# Activity
For each line below that holds the word "crest", make a copy.

[Stored data entries]

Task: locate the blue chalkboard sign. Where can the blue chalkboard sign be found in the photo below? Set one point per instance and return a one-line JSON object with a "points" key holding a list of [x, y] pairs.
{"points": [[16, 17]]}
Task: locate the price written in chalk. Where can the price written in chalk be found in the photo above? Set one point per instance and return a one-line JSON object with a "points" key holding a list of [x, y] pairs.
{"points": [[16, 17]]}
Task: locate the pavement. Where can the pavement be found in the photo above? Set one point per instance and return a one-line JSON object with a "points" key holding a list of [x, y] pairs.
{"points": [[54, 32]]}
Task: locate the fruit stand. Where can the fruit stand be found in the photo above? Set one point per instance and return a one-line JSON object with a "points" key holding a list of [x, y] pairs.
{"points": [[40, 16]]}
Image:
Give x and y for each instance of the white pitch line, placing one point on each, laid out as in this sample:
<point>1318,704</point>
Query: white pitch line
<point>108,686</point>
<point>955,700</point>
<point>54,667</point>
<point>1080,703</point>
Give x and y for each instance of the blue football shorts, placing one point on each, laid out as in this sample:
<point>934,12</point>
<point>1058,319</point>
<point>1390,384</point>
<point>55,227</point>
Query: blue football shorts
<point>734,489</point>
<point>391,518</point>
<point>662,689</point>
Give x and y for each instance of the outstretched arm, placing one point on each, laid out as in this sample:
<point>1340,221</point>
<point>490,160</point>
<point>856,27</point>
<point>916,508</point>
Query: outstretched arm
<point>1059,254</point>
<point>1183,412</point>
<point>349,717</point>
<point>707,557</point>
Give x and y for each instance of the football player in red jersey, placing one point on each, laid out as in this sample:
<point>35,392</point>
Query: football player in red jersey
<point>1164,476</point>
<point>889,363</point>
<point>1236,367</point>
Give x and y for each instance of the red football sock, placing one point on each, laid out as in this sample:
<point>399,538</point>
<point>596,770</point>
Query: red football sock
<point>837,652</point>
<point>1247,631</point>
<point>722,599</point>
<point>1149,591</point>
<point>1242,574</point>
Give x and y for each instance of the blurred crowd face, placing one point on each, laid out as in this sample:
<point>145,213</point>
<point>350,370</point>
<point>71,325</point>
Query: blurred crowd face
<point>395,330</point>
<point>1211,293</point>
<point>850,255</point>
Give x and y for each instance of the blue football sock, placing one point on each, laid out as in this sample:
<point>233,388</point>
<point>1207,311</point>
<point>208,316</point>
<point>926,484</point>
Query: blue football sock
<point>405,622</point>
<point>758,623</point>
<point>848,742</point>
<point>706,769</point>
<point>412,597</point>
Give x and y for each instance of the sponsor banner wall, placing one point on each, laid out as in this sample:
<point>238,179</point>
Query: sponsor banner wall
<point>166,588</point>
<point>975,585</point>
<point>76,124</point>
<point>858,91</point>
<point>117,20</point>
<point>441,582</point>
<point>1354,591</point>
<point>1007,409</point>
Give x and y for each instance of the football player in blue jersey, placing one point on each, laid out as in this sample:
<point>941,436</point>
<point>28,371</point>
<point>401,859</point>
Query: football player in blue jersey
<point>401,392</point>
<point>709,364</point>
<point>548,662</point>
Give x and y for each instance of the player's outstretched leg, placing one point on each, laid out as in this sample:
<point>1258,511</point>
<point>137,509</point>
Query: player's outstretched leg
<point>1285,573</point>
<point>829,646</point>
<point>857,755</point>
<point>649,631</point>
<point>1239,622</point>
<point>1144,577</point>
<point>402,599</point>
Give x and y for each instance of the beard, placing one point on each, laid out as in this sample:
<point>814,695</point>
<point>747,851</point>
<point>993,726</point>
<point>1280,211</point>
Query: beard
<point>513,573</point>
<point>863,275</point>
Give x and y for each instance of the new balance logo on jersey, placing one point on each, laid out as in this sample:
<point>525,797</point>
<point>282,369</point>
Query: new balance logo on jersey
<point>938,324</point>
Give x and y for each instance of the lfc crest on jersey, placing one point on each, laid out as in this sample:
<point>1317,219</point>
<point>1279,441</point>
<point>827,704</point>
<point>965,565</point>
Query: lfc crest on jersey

# Exercise response
Give x and y for each instance of the lfc crest on jersey, placing one point on each, laid out as in this sample:
Query: lfc crest on jersey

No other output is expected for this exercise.